* Exercise objective *
Put every line of the items below into a JSON list of strings, with one string per line and blank lines left out.

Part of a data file
_ _ _ _ _
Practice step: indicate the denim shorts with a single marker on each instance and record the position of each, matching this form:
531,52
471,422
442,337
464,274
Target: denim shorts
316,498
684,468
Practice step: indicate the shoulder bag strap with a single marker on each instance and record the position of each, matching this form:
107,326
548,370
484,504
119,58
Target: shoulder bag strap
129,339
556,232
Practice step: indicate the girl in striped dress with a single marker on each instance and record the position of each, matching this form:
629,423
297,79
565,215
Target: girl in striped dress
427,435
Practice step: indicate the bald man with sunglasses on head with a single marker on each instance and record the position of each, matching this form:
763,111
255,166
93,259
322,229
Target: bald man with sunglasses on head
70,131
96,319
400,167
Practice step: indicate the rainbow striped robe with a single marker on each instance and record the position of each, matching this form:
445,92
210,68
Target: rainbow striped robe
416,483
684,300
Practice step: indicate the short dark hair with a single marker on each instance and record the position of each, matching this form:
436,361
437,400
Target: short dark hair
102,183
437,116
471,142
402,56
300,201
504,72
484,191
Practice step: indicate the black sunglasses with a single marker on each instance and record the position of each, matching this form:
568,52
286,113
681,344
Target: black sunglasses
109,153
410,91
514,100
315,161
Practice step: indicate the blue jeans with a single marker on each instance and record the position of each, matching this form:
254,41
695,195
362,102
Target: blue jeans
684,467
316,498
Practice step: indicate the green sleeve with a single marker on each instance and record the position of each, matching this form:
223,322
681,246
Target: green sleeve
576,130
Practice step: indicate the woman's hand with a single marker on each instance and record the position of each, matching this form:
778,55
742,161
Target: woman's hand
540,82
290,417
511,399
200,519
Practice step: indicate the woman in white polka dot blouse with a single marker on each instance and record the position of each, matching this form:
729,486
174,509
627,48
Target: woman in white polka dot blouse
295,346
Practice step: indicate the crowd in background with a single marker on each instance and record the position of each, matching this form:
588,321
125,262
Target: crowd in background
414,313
_ _ _ _ _
* Solved problem *
[
  "Practice step: indicate the denim shorts with a single marker on each instance and record the position of each, matching this form:",
  "531,52",
  "471,422",
  "442,337",
  "464,274",
  "Target: denim shorts",
  "316,498",
  "684,468",
  "Practice step: indicate the shoulder bag strap with a single marker on each instance and record the position of each, matching this form:",
  "107,326",
  "548,370",
  "484,504",
  "119,58",
  "Target: shoulder bag strap",
  "129,339",
  "556,232",
  "Practice step: indicate the girl in striped dress with a single marker on each instance and record the position of each, matching this form:",
  "629,423",
  "297,79",
  "565,215",
  "Target: girl in striped dress",
  "427,435",
  "Practice step: indicate the bald man with sunglasses on head with a single marker on each instance and record the position of each, matching this form:",
  "763,111",
  "255,166",
  "93,259",
  "322,229",
  "Target: bald man with sunglasses on head",
  "70,131",
  "96,319",
  "400,167",
  "Practice step: indicate the rainbow striped robe with a single marker on each instance and record the position of each, matching this form:",
  "445,92",
  "210,68",
  "Target: rainbow striped robe",
  "416,483",
  "684,300",
  "Practice step: indicate the short dark hair with a single marker on each instance and record the position of each, matching this form:",
  "436,361",
  "437,400",
  "Target: short dark hair",
  "102,183",
  "437,116",
  "471,142",
  "402,56",
  "300,201",
  "504,72",
  "484,191",
  "Practice step: indicate the black sunglasses with a single marker on each instance and record the position of each, matching this form:",
  "568,52",
  "286,113",
  "681,344",
  "Target: black sunglasses",
  "109,153",
  "410,91",
  "514,100",
  "315,161",
  "Practice step: indicate the blue jeans with a single marker on each instance and record the position of each, matching this form:",
  "254,41",
  "695,195",
  "362,102",
  "Target: blue jeans",
  "684,467",
  "316,498",
  "Practice step: indicate the green sleeve with a single marker on each instance and record the position of each, matching this form:",
  "223,322",
  "681,246",
  "Target: green sleeve",
  "576,130",
  "Practice step: indicate the woman's hand with a single marker on each instance and record the position of each, matching this form:",
  "778,55",
  "742,161",
  "Target: woman's hand",
  "540,82",
  "290,417",
  "511,399",
  "200,519",
  "Practice step: indicate the woman in white polka dot blouse with a single marker on each instance and record the position of each, matching this form:",
  "729,486",
  "174,509",
  "627,48",
  "Target: woman in white polka dot blouse",
  "295,346",
  "Practice step: indicate the crowd in background with a single marker on each instance and record the position of each, matching this form:",
  "588,321",
  "125,262",
  "Target: crowd in background",
  "414,313"
]